* **EXERCISE TEXT**:
The Crisis For Children In Lebanon

On November 23rd, the United Nations Children’s Fund (UNICEF) released a report detailing the scope of the humanitarian crisis in Lebanon and its impact on children. The findings presented in the document describe a deteriorating situation—their education, health, and protection have all been increasingly endangered over the past few years. A majority of families in the country had at least one child who needed to skip a meal, while nearly 34% of children were not able to receive necessary primary health care. Additionally, over 45% of Lebanese households had insufficient drinking water, the UNICEF report stated. Furthermore, economic inequality has put Lebanese children in significant danger; child marriage, trafficking and sexual exploitation are all increased threats as families struggle to provide food and housing. The degradation of conditions for children in the nation has drawn greater attention with an entire generation at risk.

“[I] have never seen the situation of children worsen so quickly, and so visibly, as I have during my visits last month. The needs are massive,” said Yukie Mokuo, the UNICEF Representative in Lebanon. “[M]ore and more children are going hungry. Parents are resorting to desperate measures to put food on the table and are often not able to . . . it breaks my heart to witness the shadow of poverty affect so many children across the country, so fast.” This dangerous situation creates an environment where many children are facing an uncertain future as the economy and country collapse—a lack of access to schools, healthcare, and clean water threatens their ability to develop and thrive.

What must occur in Lebanon is consistent and sufficient structural change. Many of the issues lie in governmental policies and the inflexibility of state leaders; for the country to survive the turmoil it faces, there must be a shift in the attitudes and directions of officials. Federal repression and abuses towards the population will not solve the crisis that is swallowing the nation. Instead, there needs to be a focus on resolving the currency collapse and establishing effective social programs. Both of these actions combined, which can be accomplished through proper management and new policies, will help to relieve extreme poverty and raise the nation from devastation. Only foundational alterations can create a lasting transformation—failure to implement reforms will put the youth of Lebanon in greater peril, causing millions of children to suffer.

The account of this intense crisis can be found in multiple facets of the country’s history. A collapse of the Lebanese pound in 2019 led to the failure of the entire economy, pushing the UN poverty rate estimate from 42% to 82% in 2021. Compounded with the dire economic situation are concerns over governmental corruption, the brutal oppression of social movements, COVID-19, and political instability. Further exasperating the crisis is the Beirut explosion of 2020 that scarred Lebanon and left over 25% of children struggling to get access to education after 163 schools were damaged in the event, the International Rescue Committee affirms. Basic necessities are too expensive to afford, and utilities like electricity are subject to extreme shortages, making the circumstances in the nation dire.

International actors must work to help the troubled state by helping to maintain necessary domestic infrastructures and keep emergency aid available. While it might take years of assistance until Lebanon is able to function independently, the International Crisis Group asserts, the populace cannot be allowed to suffer due to the actions of the government. It is necessary to note, however, that the current manner in which the Lebanese state functions risks perpetuating anger and dissent towards those in power. Such instability exacerbates the risks to health and security that citizens, and especially children, face. The future of the country remains imperiled as the multileveled humanitarian crisis continues its descent. Providing support for both the youth and impoverished in Lebanon must be a central focus, in order to secure the country from instability and societal collapse.

* **ENTRIES SHOWN**:
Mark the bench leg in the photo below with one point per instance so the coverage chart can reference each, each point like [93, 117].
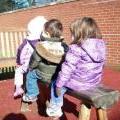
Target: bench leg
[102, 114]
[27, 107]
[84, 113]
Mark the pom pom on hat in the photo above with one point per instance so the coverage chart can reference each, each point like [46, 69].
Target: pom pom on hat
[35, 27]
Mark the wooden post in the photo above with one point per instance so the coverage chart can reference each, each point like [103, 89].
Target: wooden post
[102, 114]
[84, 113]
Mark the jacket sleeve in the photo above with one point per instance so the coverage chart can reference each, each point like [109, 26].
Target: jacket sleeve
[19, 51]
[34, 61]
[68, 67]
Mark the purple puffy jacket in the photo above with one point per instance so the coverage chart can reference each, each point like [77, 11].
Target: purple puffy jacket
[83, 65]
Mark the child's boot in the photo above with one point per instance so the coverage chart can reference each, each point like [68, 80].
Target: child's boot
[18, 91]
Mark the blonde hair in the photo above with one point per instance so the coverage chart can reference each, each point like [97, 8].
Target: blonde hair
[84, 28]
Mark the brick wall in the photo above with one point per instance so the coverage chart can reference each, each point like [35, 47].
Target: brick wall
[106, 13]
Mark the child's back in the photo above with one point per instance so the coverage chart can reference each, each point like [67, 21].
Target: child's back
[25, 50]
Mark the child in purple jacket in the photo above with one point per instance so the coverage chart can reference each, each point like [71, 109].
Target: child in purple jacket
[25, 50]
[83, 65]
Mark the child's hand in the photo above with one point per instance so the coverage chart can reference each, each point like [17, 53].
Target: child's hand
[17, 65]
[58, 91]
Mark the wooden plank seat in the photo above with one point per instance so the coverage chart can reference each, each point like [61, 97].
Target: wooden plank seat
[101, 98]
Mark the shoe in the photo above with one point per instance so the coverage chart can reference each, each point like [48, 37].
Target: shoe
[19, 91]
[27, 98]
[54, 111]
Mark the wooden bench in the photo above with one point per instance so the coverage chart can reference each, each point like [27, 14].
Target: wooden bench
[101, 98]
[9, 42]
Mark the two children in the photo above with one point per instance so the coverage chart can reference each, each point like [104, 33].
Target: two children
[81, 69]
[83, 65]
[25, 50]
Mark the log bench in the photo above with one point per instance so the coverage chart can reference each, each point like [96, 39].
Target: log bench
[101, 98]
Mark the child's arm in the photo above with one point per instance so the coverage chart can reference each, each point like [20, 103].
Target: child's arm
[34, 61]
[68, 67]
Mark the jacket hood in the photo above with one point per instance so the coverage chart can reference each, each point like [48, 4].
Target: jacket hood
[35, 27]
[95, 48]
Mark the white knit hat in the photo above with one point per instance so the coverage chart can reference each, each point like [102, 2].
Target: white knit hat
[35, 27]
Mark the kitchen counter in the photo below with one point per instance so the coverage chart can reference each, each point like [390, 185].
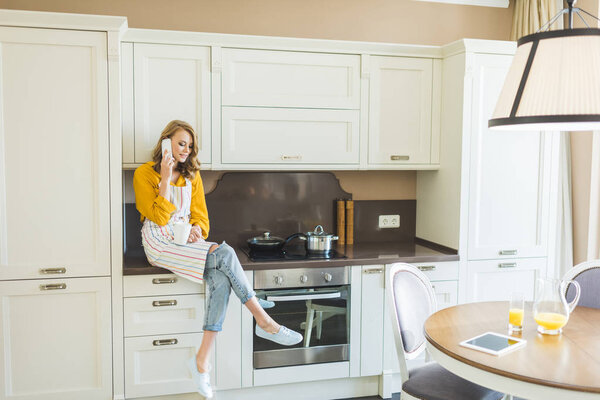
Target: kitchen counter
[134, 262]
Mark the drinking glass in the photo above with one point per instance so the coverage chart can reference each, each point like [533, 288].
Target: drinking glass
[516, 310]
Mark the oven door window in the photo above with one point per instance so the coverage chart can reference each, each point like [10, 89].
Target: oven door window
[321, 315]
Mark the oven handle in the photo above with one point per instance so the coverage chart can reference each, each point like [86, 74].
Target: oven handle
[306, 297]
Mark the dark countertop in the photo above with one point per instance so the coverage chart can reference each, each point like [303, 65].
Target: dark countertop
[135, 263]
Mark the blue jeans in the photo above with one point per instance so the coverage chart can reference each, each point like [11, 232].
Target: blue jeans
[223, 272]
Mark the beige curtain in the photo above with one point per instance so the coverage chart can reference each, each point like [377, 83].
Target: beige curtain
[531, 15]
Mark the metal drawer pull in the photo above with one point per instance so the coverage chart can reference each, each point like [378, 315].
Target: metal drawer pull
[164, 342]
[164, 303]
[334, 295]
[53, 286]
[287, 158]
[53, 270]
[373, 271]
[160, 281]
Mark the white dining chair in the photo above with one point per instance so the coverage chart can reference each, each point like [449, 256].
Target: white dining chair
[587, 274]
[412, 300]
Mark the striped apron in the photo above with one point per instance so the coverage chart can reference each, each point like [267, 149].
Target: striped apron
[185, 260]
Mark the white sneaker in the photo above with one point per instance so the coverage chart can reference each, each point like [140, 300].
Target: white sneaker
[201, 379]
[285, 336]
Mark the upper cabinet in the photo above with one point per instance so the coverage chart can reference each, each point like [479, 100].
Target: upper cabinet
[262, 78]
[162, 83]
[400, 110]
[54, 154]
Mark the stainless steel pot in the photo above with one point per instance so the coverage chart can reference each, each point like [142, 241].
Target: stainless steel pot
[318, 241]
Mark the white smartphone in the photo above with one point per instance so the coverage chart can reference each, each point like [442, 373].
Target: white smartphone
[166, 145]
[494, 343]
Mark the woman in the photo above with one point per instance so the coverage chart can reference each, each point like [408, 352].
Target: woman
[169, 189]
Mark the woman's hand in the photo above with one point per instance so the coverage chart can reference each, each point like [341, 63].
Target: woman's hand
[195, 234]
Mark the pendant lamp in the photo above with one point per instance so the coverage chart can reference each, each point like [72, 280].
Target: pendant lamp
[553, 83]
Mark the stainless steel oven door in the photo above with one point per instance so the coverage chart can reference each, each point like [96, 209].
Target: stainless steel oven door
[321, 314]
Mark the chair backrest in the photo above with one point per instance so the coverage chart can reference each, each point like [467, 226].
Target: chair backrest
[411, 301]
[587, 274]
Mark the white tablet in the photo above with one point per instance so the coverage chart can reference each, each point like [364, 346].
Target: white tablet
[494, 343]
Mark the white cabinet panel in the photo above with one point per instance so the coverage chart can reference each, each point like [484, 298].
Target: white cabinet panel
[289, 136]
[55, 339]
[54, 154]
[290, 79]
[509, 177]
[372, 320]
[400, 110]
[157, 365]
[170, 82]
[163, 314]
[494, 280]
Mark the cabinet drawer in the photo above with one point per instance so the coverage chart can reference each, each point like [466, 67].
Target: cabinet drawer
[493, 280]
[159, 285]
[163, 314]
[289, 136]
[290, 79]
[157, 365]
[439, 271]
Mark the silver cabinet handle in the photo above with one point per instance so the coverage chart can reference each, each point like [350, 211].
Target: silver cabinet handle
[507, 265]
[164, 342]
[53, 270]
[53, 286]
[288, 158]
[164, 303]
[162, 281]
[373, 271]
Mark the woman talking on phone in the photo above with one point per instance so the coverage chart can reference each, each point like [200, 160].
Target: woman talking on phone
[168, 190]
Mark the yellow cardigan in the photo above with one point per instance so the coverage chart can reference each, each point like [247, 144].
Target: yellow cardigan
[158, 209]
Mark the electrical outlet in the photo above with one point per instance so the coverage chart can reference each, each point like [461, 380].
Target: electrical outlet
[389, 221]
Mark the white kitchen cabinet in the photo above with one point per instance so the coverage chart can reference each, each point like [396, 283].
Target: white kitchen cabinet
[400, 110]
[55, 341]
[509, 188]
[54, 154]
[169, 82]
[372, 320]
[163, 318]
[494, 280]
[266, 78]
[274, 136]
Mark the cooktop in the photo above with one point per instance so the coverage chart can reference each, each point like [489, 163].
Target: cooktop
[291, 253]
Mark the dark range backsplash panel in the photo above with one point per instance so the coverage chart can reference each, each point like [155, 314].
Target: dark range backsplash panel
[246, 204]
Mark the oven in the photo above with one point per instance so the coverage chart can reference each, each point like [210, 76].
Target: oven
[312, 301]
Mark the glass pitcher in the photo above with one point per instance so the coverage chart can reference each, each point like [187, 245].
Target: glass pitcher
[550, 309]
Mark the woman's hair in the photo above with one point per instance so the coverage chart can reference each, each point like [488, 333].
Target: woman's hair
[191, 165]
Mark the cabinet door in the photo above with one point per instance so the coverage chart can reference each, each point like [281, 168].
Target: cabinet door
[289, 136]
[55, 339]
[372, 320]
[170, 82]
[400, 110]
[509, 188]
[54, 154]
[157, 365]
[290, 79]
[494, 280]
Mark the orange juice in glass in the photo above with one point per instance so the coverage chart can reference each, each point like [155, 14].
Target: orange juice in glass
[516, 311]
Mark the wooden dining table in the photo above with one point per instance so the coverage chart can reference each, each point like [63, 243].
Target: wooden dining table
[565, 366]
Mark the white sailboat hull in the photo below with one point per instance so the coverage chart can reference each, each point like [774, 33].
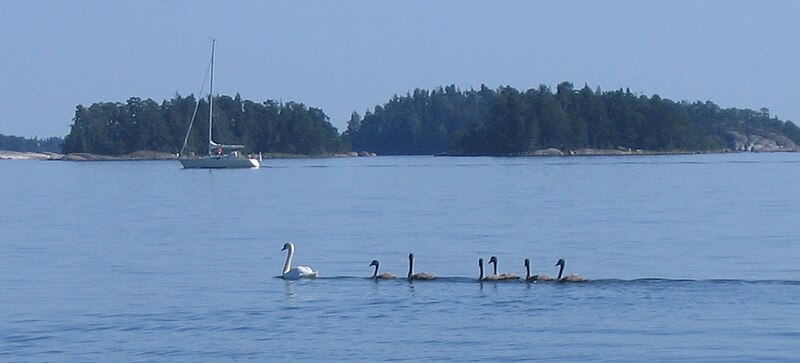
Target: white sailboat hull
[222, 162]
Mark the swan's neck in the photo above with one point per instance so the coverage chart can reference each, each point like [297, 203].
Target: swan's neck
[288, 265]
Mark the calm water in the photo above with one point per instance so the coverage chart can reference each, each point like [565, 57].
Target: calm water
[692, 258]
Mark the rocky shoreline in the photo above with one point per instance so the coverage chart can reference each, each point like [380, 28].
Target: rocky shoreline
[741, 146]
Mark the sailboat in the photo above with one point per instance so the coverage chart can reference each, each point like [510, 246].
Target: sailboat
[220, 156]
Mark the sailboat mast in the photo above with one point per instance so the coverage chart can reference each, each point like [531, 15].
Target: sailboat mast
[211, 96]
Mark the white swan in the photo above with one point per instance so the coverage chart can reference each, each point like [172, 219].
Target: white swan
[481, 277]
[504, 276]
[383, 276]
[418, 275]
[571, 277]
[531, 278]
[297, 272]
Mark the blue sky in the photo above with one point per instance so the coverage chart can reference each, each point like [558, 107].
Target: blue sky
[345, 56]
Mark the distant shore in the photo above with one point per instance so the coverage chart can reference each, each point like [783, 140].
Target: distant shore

* **TASK 1**: Write out the part of the article on children in Lebanon that opens with the words containing "International actors must" and closes with "and societal collapse.".
* **TASK 2**:
Answer these questions from the article on children in Lebanon:
(a) On what date did UNICEF release its report on Lebanon?
(b) What figure did the UN poverty rate estimate reach in 2021?
(c) How many schools were damaged in the Beirut explosion of 2020?
The rows are not used in this exercise.

* **EXPECTED ANSWER 1**:
International actors must work to help the troubled state by helping to maintain necessary domestic infrastructures and keep emergency aid available. While it might take years of assistance until Lebanon is able to function independently, the International Crisis Group asserts, the populace cannot be allowed to suffer due to the actions of the government. It is necessary to note, however, that the current manner in which the Lebanese state functions risks perpetuating anger and dissent towards those in power. Such instability exacerbates the risks to health and security that citizens, and especially children, face. The future of the country remains imperiled as the multileveled humanitarian crisis continues its descent. Providing support for both the youth and impoverished in Lebanon must be a central focus, in order to secure the country from instability and societal collapse.

* **EXPECTED ANSWER 2**:
(a) November 23rd
(b) 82%
(c) 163